▶ _EXERCISE DIRECTIONS_: All records are to be reproduced verbatim, with images omitted.

---------- SOURCE MATERIAL

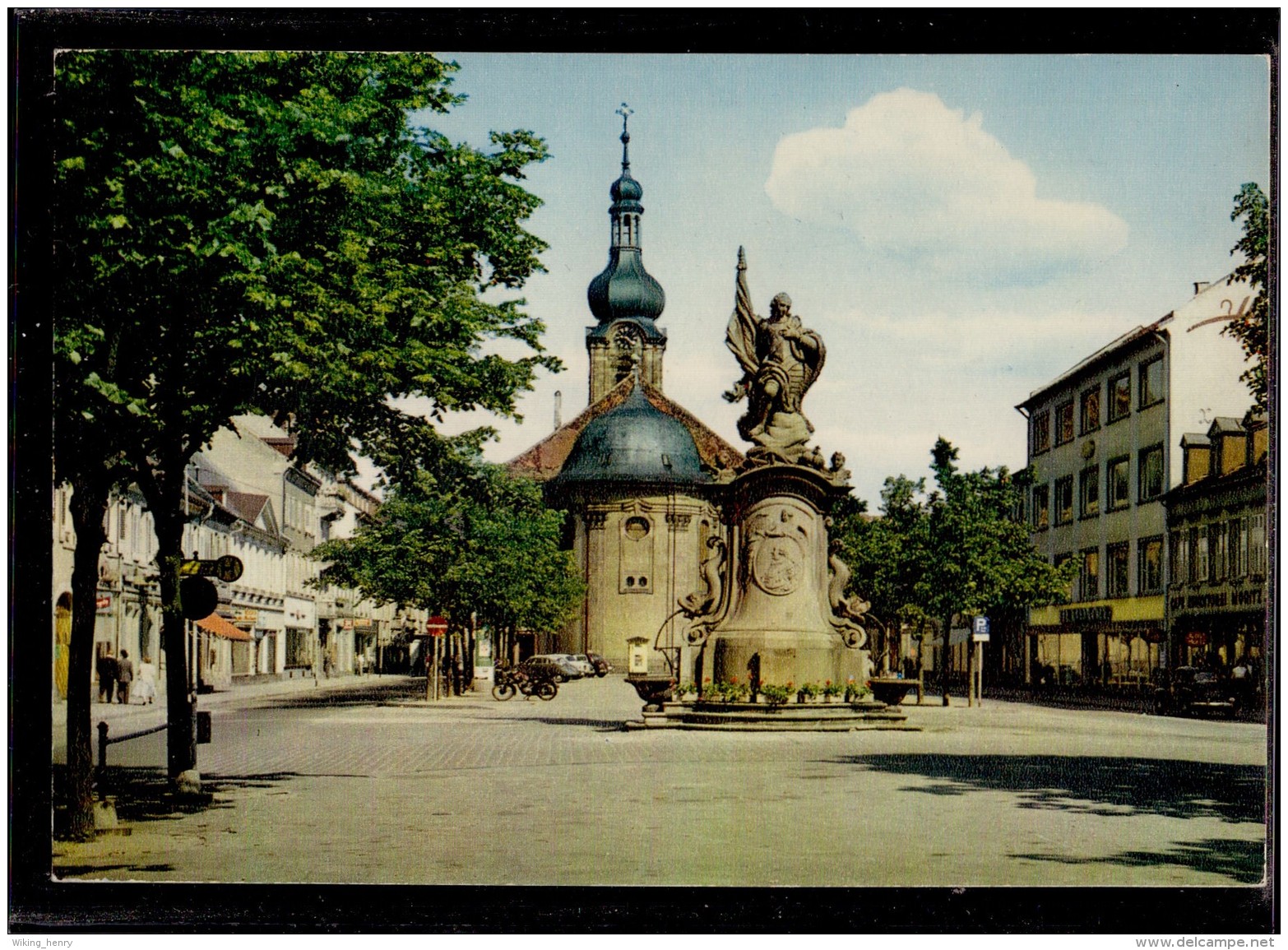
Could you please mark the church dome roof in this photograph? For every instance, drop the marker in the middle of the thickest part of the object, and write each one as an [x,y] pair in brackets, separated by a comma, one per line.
[625,290]
[632,443]
[626,188]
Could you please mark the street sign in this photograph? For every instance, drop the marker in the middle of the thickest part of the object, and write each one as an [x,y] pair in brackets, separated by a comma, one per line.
[198,597]
[225,568]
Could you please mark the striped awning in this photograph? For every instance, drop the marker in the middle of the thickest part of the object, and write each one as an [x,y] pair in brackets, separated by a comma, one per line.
[218,626]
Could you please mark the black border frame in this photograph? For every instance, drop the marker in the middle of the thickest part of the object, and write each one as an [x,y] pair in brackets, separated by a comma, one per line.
[38,906]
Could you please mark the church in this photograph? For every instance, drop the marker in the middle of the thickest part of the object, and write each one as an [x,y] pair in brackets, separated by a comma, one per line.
[635,471]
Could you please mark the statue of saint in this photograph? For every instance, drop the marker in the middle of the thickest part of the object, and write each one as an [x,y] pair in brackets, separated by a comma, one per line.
[780,359]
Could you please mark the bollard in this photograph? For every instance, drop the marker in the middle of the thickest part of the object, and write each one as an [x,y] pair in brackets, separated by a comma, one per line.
[102,752]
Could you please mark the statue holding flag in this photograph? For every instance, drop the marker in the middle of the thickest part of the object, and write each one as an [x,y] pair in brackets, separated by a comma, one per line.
[780,359]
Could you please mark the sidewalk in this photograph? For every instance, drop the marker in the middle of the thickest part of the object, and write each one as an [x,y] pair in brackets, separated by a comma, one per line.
[133,717]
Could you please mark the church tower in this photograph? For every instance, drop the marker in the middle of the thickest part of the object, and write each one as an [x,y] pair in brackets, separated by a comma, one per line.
[625,298]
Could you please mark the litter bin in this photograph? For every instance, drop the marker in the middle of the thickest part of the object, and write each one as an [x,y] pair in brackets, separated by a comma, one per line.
[637,656]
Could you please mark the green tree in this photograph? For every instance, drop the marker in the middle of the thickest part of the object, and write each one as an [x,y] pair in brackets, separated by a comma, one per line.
[480,542]
[1252,327]
[885,555]
[961,550]
[266,232]
[979,558]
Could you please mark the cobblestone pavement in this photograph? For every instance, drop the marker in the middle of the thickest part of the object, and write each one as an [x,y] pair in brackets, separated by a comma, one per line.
[364,781]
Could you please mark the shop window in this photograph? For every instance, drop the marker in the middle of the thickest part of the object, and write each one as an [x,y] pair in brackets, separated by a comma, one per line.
[1041,506]
[1059,562]
[1089,492]
[1117,574]
[1119,483]
[1064,500]
[1258,545]
[1089,411]
[1151,382]
[1089,574]
[1149,567]
[1151,474]
[1201,564]
[1041,425]
[1238,542]
[1119,396]
[1064,424]
[1180,559]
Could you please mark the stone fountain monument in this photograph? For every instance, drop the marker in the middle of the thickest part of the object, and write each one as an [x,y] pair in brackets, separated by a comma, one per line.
[773,608]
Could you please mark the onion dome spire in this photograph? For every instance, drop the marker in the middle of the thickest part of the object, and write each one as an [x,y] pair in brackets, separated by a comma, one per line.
[625,290]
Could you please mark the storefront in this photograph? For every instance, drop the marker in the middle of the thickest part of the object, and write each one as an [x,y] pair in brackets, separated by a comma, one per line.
[1217,592]
[1112,645]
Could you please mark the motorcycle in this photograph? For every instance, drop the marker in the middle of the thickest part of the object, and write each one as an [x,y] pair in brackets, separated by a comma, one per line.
[512,681]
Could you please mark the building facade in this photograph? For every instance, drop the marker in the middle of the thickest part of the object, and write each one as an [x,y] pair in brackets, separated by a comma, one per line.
[1100,446]
[1217,580]
[243,498]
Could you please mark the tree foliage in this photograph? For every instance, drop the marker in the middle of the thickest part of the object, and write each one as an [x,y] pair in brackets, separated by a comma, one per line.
[1252,327]
[266,232]
[962,549]
[475,542]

--------------------

▶ _YOUR RESPONSE_:
Could you please mark the church dome roof in this photograph? For every instance, drop the marker in the middle of the thickest part of the object, and write each one as an [x,y] pair in brackets, separated by a comma, one per line.
[625,290]
[632,443]
[626,188]
Could you please mark the street sign in this photograph? For every instance, drop the marker in the middle of the thickest part of the object, and write each one as an [x,y] pair in brackets, separated by a comma, one per line.
[198,597]
[225,568]
Could you please mark the striped awning in this photograph? For every instance, drop the marker in the middle of the thickest part of the object, and write each one as an [x,y] pair in brackets, separated by a comma, one per line.
[218,626]
Could you please mark the black border frame in this photograph? For every instance, drop the marker in the middle of the thickest part of the object, and write each one as an [x,y] pair in brackets, separated by a comma, one per line.
[38,906]
Could you please mark the church in this photograph? For every instance, drop the marker in the middle of the thickest part of the object, and write each one as an [x,y] pair in brackets, separated by a comma, one per line.
[635,471]
Could you please mark the statue of saint in this photograph? For every instance, drop the marker in the middle of the thickest part of the object, and write each one as an [x,y] pair in brackets, separated by a comma, one per line.
[780,359]
Could you please mark the bollard in this photograph? For every instance, drop the marker in the middle of the thickest part of the object, and write each one as an [x,y] pair in brackets, separated by a comma, one per line.
[102,752]
Could you please mark the statue holding flag in this photograph? For every instance, drop the marker in the middle of the thickest part of the object, and write each one as an [x,y] pair in brackets, separated by a comma, one per line.
[780,359]
Could you please mark the sidewalk in this photograph? For every instance, drop the marker in the middle of the thickest part of the object, and write each one as an [x,y] pair in brackets, separated by a comma, one per line.
[133,717]
Could you please mark the church tower in this photograph? For every instance, drop the marker in the middle of the thickest part of the object, and write each one as an [x,y] pair in brackets, separated by a comma, one per line.
[625,298]
Could you please mark the litter bin in this photograph? For every instance, drop the marker in the middle of the thickest part of the object, and write each one as an [x,y] pair in brackets, separated by a comma, one per line.
[637,656]
Could you please mark the green tree in this photograph? For every instance, drop the marker in the middle of the thickest part of the object, and write each one as an [x,y] pair in brackets, separated by a comma, one per line.
[480,542]
[1252,327]
[885,555]
[961,550]
[266,232]
[979,558]
Could you please mark the cobblestone pavement in this photograph? For every instance, drop the marker in the middle of the thickest part of the object, and write each one as an [x,y] pair in brackets, separated by a comma, one per line.
[364,781]
Could you please mark the shop window in this photograph? For every instance, drop the marker in the middle of the thickest part of the object, and write each one as an [x,y] pair in brackets, separated by a comma, one per line.
[1041,506]
[1059,562]
[1089,492]
[1117,574]
[1119,483]
[1064,500]
[1258,545]
[1089,411]
[1151,382]
[1089,574]
[1149,567]
[1151,474]
[1201,564]
[1041,425]
[1238,542]
[1119,396]
[1064,424]
[1180,559]
Could you please mark the stone fountain monument in this photograph? For every instance, drop the marker in the middle of the thickest part of the object, and write each one as an [x,y] pair in brackets, separated by a comma, one per line.
[773,608]
Could you please mark the onion dome spire in this photograph? For every instance, drop the marker in the middle of the thickest part of the object, and write each one as an [x,y] pair in brackets, separated by a comma, one per line.
[625,290]
Could you please mark the storefront in this photograph? For every instance, drop the marker in the middle of the thickest part of the object, and write each one as an [x,y] pair in brackets, separated by a comma, one per line.
[1217,592]
[1112,645]
Could you please mark the motorcycle in this photograph? For every instance, drop the marker in the middle of the thickest part of the object, and write each one as an [x,y] pair in brackets, separated by a comma, one per line.
[512,681]
Could you please mark the building facade in this photograph? For every instance, drop the marker in the middle of the thickest part of the object, and write each one as an [x,y] pair in brackets, separated by a comma, one per line.
[1100,446]
[1217,580]
[243,498]
Could you please mark the tree foliage in this photograph? For every instance, drop the marker in the middle of the thickest part of the object, and write each one as an [x,y] pair in brackets, separated by a comma, one per line.
[1252,327]
[266,232]
[962,549]
[475,542]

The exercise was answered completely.